#### DATA
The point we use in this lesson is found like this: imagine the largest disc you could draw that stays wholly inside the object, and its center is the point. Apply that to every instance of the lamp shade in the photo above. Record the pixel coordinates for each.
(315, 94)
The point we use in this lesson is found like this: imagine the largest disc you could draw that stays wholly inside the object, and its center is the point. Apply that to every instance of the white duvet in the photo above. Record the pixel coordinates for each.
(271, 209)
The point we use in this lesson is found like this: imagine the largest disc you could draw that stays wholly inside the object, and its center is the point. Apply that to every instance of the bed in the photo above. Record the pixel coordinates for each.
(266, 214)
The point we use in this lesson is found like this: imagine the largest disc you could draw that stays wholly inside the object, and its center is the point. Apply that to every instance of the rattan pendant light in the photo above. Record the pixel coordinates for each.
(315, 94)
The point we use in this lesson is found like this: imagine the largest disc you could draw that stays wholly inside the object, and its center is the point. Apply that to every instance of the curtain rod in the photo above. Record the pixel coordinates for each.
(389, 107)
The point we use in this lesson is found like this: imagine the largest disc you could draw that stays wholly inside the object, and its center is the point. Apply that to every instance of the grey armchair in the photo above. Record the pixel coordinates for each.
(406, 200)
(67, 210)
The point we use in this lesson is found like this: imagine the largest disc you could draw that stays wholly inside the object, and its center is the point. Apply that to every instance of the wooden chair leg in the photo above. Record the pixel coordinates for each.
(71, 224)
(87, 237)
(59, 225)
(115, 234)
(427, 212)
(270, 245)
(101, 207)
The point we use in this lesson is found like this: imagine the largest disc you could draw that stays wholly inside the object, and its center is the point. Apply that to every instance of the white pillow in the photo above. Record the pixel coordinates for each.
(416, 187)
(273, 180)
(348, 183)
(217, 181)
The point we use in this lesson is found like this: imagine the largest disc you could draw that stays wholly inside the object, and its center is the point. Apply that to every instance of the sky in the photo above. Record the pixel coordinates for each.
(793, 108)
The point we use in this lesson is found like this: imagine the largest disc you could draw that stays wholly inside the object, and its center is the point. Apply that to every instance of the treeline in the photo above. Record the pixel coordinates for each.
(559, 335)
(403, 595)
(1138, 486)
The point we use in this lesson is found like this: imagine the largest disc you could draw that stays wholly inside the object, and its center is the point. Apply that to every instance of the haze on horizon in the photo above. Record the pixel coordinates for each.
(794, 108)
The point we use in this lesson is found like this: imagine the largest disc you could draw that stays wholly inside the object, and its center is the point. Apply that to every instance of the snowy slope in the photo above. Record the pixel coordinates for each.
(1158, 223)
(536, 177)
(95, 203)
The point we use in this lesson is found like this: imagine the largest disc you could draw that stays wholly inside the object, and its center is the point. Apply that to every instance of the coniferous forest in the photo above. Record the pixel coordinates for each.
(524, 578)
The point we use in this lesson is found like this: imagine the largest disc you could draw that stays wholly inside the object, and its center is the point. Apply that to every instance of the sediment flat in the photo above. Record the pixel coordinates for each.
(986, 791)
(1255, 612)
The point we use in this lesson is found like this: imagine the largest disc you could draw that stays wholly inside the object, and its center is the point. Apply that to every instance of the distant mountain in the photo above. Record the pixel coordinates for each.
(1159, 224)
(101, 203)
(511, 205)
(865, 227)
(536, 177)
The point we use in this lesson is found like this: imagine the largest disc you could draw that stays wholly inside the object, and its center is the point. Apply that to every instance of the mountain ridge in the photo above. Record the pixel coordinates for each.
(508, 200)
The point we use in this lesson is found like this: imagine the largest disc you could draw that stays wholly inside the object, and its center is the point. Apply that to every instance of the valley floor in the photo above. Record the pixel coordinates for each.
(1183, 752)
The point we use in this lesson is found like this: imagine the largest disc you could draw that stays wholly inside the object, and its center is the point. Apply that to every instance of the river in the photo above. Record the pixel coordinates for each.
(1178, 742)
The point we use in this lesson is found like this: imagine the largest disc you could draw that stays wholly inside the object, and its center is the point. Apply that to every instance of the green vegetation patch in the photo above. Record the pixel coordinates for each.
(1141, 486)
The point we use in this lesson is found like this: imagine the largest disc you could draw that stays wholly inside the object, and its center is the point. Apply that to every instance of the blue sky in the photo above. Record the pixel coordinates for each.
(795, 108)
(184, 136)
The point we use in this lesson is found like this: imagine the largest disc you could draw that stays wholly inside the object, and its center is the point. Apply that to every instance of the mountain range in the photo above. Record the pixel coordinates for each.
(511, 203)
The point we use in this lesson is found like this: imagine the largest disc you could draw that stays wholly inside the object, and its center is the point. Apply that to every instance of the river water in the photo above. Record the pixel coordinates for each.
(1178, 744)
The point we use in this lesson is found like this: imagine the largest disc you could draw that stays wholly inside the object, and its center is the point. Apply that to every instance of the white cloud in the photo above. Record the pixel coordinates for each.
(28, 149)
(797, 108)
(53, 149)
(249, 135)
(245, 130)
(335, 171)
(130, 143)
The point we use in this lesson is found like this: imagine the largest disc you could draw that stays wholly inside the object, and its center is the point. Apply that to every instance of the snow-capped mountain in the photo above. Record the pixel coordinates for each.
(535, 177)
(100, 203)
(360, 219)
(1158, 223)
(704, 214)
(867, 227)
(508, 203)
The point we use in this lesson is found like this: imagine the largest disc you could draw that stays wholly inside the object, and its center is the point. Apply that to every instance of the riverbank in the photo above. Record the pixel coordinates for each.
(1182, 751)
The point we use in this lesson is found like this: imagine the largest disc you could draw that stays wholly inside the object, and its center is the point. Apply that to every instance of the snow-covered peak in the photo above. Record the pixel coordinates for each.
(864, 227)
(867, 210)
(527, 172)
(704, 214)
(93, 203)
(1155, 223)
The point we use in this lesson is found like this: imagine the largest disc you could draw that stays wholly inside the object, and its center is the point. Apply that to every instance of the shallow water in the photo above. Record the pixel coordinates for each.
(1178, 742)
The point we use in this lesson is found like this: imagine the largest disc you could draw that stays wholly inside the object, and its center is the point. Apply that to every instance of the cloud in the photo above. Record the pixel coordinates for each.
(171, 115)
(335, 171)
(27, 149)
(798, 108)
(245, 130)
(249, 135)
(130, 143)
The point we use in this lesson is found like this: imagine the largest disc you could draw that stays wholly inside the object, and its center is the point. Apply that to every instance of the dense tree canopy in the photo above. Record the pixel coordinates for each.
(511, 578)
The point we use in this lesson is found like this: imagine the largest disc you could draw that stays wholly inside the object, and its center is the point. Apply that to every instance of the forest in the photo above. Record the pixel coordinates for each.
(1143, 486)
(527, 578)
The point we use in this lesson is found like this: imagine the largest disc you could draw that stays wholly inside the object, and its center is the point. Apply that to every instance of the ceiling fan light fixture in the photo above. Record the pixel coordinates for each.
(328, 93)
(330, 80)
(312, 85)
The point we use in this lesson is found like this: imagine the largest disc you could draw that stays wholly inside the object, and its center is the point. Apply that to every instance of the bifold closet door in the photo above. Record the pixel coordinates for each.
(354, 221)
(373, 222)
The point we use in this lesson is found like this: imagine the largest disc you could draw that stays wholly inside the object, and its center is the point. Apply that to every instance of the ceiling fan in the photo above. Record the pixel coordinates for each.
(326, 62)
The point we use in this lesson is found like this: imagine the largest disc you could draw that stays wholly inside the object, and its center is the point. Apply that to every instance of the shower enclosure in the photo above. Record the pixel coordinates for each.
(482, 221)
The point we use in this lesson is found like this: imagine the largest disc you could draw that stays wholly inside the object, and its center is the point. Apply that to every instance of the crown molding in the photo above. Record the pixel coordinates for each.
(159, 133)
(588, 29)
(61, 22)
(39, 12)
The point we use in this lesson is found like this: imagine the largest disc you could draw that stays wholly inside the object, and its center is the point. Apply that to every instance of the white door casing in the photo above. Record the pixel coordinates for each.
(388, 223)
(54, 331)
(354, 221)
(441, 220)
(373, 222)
########
GIVEN REQUEST:
Copy all the records above word for word, line by line.

RESULT:
The point we use in this lesson is found like this: imagine the largest disc you could draw that stays wholly inside the object, and its center is the point. Apply that to every instance of the lamp shade in the photo above. Record the pixel coordinates for each.
(315, 94)
The point we use in this lesson is found like this: imagine the largest disc you could draw that stays wholly inside the object, and its center is the point. Apply that to every instance of the white duvet in the photo above. Record the pixel coordinates for each.
(271, 209)
The point we use in this lesson is found like this: imagine the largest disc you could draw that stays wholly inside the object, and its center is the point. Apply that to every instance of the bed in the photo above. Record the pixel coordinates for each.
(266, 214)
The point we use in this lesson is found like this: imagine the largest disc you could draw that stays wholly inside the object, and its center is the point. Apply that to every instance of the rattan pendant light in the photo above. Record the pixel coordinates for each.
(315, 94)
The point we use in this lesson is found like this: imagine the largest disc you could draw that stays wholly inside the object, and its center is the point. Apply that to every instance of the curtain rod in the photo above. Record the pixel coordinates for each.
(389, 107)
The point we use in this lesson is found like this: imagine the largest disc you could draw that stays wholly inside the object, and its center is the point. Apply that to every instance of the grey armchair in the photo above. Record the pixel coordinates for each.
(406, 200)
(67, 210)
The point we use in this lesson is found like this: imagine the largest disc you could draw that stays wholly inside the object, and its center is the point. Apply that to every instance of the wooden chair leg in the photo above. Record the pixel coordinates for each.
(71, 224)
(87, 237)
(59, 225)
(115, 234)
(427, 212)
(270, 245)
(101, 207)
The point we use in this lesson is found like this: imagine the largest disc you could draw that stays wholly inside the object, and its center is the point. Apply that to every instance of the white pillow in the photo above. Record the pixel coordinates for each.
(416, 187)
(273, 180)
(348, 183)
(217, 181)
The point we use in this lesson is found like this: imagine the largest disc you could draw that stays wholly inside the object, and its center is the point. Apply that to every instance of the sky in the photo above. Record the pixel coordinates for each.
(793, 108)
The point we use in this lesson is found like this: imagine the largest disc you could draw that stays wholly inside the object, and its center is the point. Apply that to every instance of the treeline in the photo above. Record the pixel coordinates for each.
(559, 335)
(403, 595)
(1138, 486)
The point we use in this lesson is found like this: imagine the largest disc you could draw that stays wholly inside the object, and its center is the point. Apply that to every instance of the haze on horizon in the photo above. Record the pixel coordinates for each.
(794, 108)
The point we use in this lesson is found like this: imagine the largest disc you could draw that stays wholly inside the object, and its center is the point. Apply that to every instance of the snowy slope in the photo above. Record the pixel coordinates for each.
(1158, 223)
(536, 177)
(95, 203)
The point we use in this lesson is found like this: imagine the largest disc you could draw that stays wholly inside the object, and its center is the point. Apply that to every instance of the coniferous forest in the photo above. Record the pixel coordinates for each.
(524, 578)
The point we use in this lesson is found like this: imagine the largest disc you could draw that stays wholly inside the object, and its center is the point. Apply that to every instance of the sediment flat in the photo above. Record the pixel coordinates for each.
(986, 791)
(1255, 612)
The point we use in this lesson is found like this: imagine the largest disc you could draw that stays wholly inside the object, and its center is the point. Apply that to every instance of the distant mountain in the photo above. Record the pixel coordinates for each.
(1159, 224)
(101, 203)
(511, 205)
(865, 227)
(536, 177)
The point we use in this lesson is found like this: imagine the largest disc you could draw that stays wholly inside the object, and its center is the point. Apply that to every instance of the mountain ridge in the photo above. Record the pixel coordinates for each.
(508, 200)
The point we use in this lesson is found like this: imagine the largest disc you could draw that stays wholly inside the object, and its center is the point. Apply that to every instance of the valley floor in the photo above. Record the pixel coordinates for each.
(1183, 752)
The point we use in this lesson is found like this: imagine the largest disc you could draw that stays wholly inside the object, and its center is the point. Apply that to every instance of the river in the photo above. Record the pixel coordinates for each.
(1178, 742)
The point we use in this lesson is found like this: imagine the largest disc you could draw that stays wholly inside the object, and its center is the point. Apply that to every instance of the green vegetation patch in the photo above. Record the pixel coordinates for each.
(1141, 486)
The point we use in this lesson is found like this: imagine the largest disc you could draw that stays wholly inside the object, and its center is the point. Apply that to every instance of the blue sky in the photo above. Record the pixel coordinates for each.
(795, 108)
(184, 136)
The point we use in this lesson is found like this: imagine the largest disc you could draw that stays wholly inside the object, and its center is the point. Apply that to every instance of the mountain range in the photo above. Record the pixel coordinates for each.
(511, 203)
The point we use in this lesson is found like this: imagine the largest disc you could draw that stays wholly inside the object, and its center is the point. Apply that to every instance of the river water in the photo above. Record the pixel coordinates for each.
(1178, 744)
The point we use in this lesson is found like this: imagine the largest disc you could draw that stays wholly inside the object, and its center is the point. Apply that to every instance of the white cloud in the photo above. Record the pixel coordinates for each.
(28, 149)
(797, 108)
(53, 149)
(249, 135)
(245, 130)
(335, 171)
(130, 143)
The point we use in this lesson is found like this: imagine the largest disc you could draw that stays wholly inside the object, and its center is the point. Apply that to every instance of the snow-capped mountain in the photo above. Record the pixel coordinates for each.
(535, 177)
(100, 203)
(360, 219)
(1158, 223)
(704, 214)
(867, 227)
(508, 203)
The point we use in this lesson is found like this: imagine the largest disc you could draw that stays wholly inside the object, and its center is the point. Apply that to every instance of the riverbank in the photo above. Record the pixel coordinates for each.
(1182, 751)
The point we use in this lesson is found like this: imagine the largest disc you could draw that stays wholly inside the object, and its center is the point. Apply that to every instance of the snow-covered peak in the photo above. Record the pixel coordinates for each.
(864, 227)
(867, 210)
(527, 172)
(704, 214)
(93, 203)
(1155, 223)
The point we use in this lesson is found like this: imagine the largest disc you could draw that stays wholly inside the object, and its center is the point. Apply that to every instance of the shallow water in the photo above. Record the pixel coordinates for each.
(1178, 742)
The point we use in this lesson is found like this: imagine the largest disc you could draw that stays wholly inside the object, and its center is the point. Apply that to every instance of the cloud in the photo above. Record the pixel coordinates for each.
(171, 115)
(335, 171)
(27, 149)
(798, 108)
(245, 130)
(249, 135)
(130, 143)
The point we use in this lesson is found like this: imagine the largest disc you could draw that stays wholly inside the object, and its center is the point. Apply that to every instance of the dense tree canopy in the photo above. Record the pixel coordinates for each.
(511, 578)
The point we use in this lesson is found like this: imagine the largest disc you could draw that stays wholly inside the object, and its center is the point. Apply that to every instance of the forest in the photo above. Record the pixel coordinates for each.
(1143, 486)
(527, 578)
The point we use in this lesson is found like this: imagine the largest disc you could draw that stays wholly inside the object, and its center is the point. Apply that to every instance of the ceiling fan light fixture in the photo above. Record the pixel coordinates for each.
(328, 93)
(330, 80)
(312, 85)
The point we use in this lesson is found like this: imagine the largest disc you could draw that stays wholly inside the object, and its center is the point. Apply that to every instance of the bifold closet door in the photo above. Record the pixel coordinates for each.
(354, 221)
(373, 222)
The point we use in this lesson is found like this: imagine the largest disc you could draw that stays wholly inside the object, and its center is the point. Apply that to every instance of the ceiling fan in the photo above. Record the pixel coordinates for each.
(326, 62)
The point we use in this lesson is found like this: imagine the largest disc you could draw that stays wholly inside the object, and its center is the point. Apply that to every instance of the shower enclosure in the photo above. Record the pixel coordinates for each.
(482, 221)
The point we use in this lesson is found like this: imagine the largest disc you could draw that stays wholly inside the object, and its center is the point. Apply that to every instance of the crown molding in the photo above. Record the pixel coordinates for each.
(159, 133)
(588, 29)
(61, 22)
(39, 12)
The point we use in this lesson is found like this: imagine the largest disc you could draw that stays wholly inside the object, and its center is the point. Apply that to every instance of the white door casing in the photo above. Record the pixel coordinates for each.
(388, 223)
(54, 331)
(354, 221)
(441, 220)
(373, 222)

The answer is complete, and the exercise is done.